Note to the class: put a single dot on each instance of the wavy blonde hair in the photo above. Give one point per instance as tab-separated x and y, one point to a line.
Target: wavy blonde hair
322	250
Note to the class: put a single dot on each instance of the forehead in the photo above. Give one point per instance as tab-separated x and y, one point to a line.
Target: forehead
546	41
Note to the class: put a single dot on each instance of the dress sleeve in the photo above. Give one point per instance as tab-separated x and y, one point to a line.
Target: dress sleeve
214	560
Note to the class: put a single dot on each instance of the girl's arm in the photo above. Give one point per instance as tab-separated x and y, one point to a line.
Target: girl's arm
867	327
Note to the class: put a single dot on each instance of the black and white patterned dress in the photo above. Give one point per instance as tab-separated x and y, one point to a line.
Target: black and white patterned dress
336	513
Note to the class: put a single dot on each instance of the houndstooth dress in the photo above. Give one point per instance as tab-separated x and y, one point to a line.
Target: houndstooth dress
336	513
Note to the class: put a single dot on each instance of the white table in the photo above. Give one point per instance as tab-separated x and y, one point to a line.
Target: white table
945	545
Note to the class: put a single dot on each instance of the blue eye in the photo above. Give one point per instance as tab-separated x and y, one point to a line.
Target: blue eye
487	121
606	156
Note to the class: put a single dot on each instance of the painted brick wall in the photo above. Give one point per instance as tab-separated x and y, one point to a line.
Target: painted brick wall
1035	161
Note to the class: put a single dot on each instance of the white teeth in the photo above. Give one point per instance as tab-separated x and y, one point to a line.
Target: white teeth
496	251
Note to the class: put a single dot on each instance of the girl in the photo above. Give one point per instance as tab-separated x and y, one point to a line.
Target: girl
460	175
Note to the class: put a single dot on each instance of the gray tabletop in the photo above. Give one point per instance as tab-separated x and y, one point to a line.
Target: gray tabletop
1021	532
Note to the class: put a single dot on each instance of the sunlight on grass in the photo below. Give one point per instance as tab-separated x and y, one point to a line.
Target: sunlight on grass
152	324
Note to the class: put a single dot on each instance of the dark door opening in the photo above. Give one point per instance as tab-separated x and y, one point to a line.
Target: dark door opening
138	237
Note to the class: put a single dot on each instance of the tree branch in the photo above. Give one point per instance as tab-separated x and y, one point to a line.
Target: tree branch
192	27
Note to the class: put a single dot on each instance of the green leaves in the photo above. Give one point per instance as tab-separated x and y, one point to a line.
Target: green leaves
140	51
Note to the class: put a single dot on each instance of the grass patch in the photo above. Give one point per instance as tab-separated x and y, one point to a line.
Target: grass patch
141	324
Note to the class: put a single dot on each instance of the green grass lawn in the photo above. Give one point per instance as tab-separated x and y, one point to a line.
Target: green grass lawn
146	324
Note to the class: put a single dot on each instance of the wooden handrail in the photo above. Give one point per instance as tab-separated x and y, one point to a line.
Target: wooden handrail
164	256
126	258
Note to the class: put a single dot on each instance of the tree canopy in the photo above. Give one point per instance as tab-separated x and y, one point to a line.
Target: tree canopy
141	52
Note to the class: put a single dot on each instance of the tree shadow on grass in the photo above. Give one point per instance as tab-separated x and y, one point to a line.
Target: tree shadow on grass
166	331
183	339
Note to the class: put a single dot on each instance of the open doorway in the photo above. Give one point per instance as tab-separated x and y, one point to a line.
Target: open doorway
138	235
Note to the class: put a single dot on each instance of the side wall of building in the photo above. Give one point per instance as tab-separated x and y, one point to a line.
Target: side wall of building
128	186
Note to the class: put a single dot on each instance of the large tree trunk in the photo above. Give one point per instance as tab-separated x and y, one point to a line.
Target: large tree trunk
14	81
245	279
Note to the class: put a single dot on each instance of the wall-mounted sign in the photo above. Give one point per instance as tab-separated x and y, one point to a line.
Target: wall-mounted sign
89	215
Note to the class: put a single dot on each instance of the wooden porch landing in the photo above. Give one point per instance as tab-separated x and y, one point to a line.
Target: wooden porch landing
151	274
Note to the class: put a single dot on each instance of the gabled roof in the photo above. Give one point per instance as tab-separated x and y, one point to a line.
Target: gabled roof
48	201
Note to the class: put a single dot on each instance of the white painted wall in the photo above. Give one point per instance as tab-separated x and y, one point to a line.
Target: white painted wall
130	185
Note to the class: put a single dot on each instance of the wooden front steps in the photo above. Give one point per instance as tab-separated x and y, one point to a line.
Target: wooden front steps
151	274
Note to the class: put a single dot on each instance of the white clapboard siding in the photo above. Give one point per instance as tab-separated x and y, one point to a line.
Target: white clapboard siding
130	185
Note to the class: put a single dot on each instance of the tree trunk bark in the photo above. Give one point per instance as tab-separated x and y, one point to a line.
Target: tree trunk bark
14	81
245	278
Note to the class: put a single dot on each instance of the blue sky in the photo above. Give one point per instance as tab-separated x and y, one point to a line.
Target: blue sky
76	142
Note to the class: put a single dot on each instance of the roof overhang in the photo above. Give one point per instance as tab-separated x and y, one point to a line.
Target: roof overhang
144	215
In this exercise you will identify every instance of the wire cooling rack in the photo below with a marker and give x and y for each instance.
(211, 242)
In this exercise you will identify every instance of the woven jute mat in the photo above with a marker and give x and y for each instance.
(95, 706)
──────────────────────────────
_What you are asked to do_
Word for word, write out every line of the listing.

_Exercise response_
Note to the class: put a single dot on each instance of the wavy blonde hair in the photo above. Give one point per instance as tab-separated x and y, one point to a line.
Target: wavy blonde hair
322	250
Note to the class: put a single dot on each instance of the forehead in the photo above. Give one point per instance as tab-separated x and y, one point to a line.
Target: forehead
546	41
Note to the class: put a single dot on each instance of the dress sleeve in the photo above. Give one point per instance as tab-separated x and y, one point to a line.
Target: dress sleeve
214	560
Note to the class: put a single dot on each instance of the girl's arm in the photo above. Give one point per instance as tab-separated x and y, one point to a line.
Target: girl's arm
867	327
Note to the class: put a single dot on each instance of the black and white patterned dress in the photo above. Give one point per instance as tab-separated x and y, one point to a line.
Target: black and white patterned dress
336	513
Note to the class: put a single dot on each instance of the houndstooth dress in the photo above. Give one point per instance as tab-separated x and y, one point to a line.
Target: houndstooth dress
336	513
Note to the class: put a single dot on each instance of the white table in the photo above. Give one point per instance as tab-separated x and y, one point to a line.
Target: white table
945	545
Note to the class: put a single dot on each instance of the blue eye in the photo above. Give one point per instance as tab-separated x and y, one point to a line.
Target: blue eye
487	121
606	156
Note to the class: put a single dot on each instance of the painted brick wall in the photo above. Give one point per instance as tab-separated x and y, one point to a line.
Target: painted brick wall
1035	161
Note to the class: put a single dot on each instance of the white teeth in the photo above. Give one point per instance as tab-separated x and y, one point to a line.
Target: white teeth
496	251
Note to the class: put a single dot on each instance of the girl in the photo above. Give one point per instance as tab-separated x and y, one point to a line.
Target: girl
460	175
Note to the class: put a single dot on each instance of the gray tabletop in the photo above. Give one point per instance as tab-separated x and y, one point to a line.
Target: gray tabletop
1021	532
Note to the class: put a single dot on each instance of the sunlight on grass in the photo below. Give one point per instance as tab-separated x and y, one point to a line.
Target: sunlight on grass
152	324
Note to the class: put a single dot on each instance of the dark door opening in the photo above. Give one point per instance as tab-separated x and y, one point to a line.
Target: dark door opening
138	237
Note to the class: put a single dot on each instance of the tree branch in the photo above. Give one point per instance as tab-separated x and y, one point to a line.
Target: tree branch
192	27
Note to the class: put a single dot on each instance of the green leaves in the photo above. Give one point per instance as tab-separated x and y, one point to a line.
Target: green leaves
140	51
Note to the class: put a single dot on each instance of the grass patch in the photo above. Give one point per instance as tab-separated x and y, one point to a line.
Target: grass patch
141	324
Note to the class: put a single dot on each instance of the green grass lawn in the photo above. Give one point per instance as tab-separated x and y, one point to a line.
Target: green grass lawn
146	324
Note to the class: put a single dot on each instance of the wooden handrail in the photo above. Give one point per instance as tab-separated x and y, one point to a line.
Target: wooden handrail
164	256
126	258
Note to the class: put a single dot on each instance of the tree canopy in the photo above. Give one point per instance as tab-separated x and y, one point to a line.
Target: tree canopy
141	52
Note to the class: put a single dot on each instance of the tree shadow on grass in the photo above. Give one point per instance as tab-separated x and y, one point to a line.
Target: tree shadow on grass
166	331
183	339
Note to the class: put a single dot on each instance of the open doorway in the photo above. Give one point per instance as tab-separated x and y, one point to a line.
Target: open doorway
138	235
Note to the class: put a single dot on each instance of the side wall of building in the photo above. Give one point per instance as tab-separated x and y, one point to a line.
Target: side wall of building
128	186
Note to the class: put a single dot on each instance of the large tree trunk in the photo above. Give one point per instance as tab-separated x and y, one point to a line.
Target: large tree trunk
14	81
245	279
Note to the class: put a single dot on each instance of the wall-mounted sign in the photo above. Give one point per instance as tab-separated x and y, one point to a line.
Target: wall-mounted sign
89	215
Note to the class: put a single dot on each instance of the wooden porch landing in the photo above. Give one point per instance as tab-separated x and y, one point to a line.
Target: wooden porch landing
151	274
Note to the class: put a single dot on each instance of the gabled roof in the photo above. Give one point per instance as tab-separated x and y, one point to a line.
Target: gabled roof
48	201
Note to the class: put a single dot on each instance of the white painted wall in the photo above. Give one point per instance as tab-separated x and y, one point to a line.
Target: white painted wall
130	185
Note to the class: put a single dot on each instance of the wooden front steps in the photo above. Give one point per instance as tab-separated x and y, one point to a line.
Target: wooden front steps
151	274
Note to the class: put a single dot on each instance of the white clapboard siding in the photo above. Give one point per instance as tab-separated x and y, one point to a line.
Target: white clapboard siding
130	185
Note to the class: put a single dot on each instance of the tree trunk bark in the photo above. Give one point per instance as tab-separated x and y, one point to a line.
Target: tree trunk bark
14	81
245	278
Note to the class: put a single dot on each instance of the blue sky in the photo above. Give one point per instance as tab-separated x and y, one point to a line.
Target: blue sky
76	142
Note to the class: put a single dot on each instance of the roof overhang in the photo above. Give one point per instance as tab-separated x and y, one point to a line.
Target: roof overhang
144	215
In this exercise you will identify every instance of the wire cooling rack in the photo below with a marker and give x and y for each instance.
(211, 242)
In this exercise you will identify every instance of the woven jute mat in the photo above with a marker and give x and y for each instance.
(95, 706)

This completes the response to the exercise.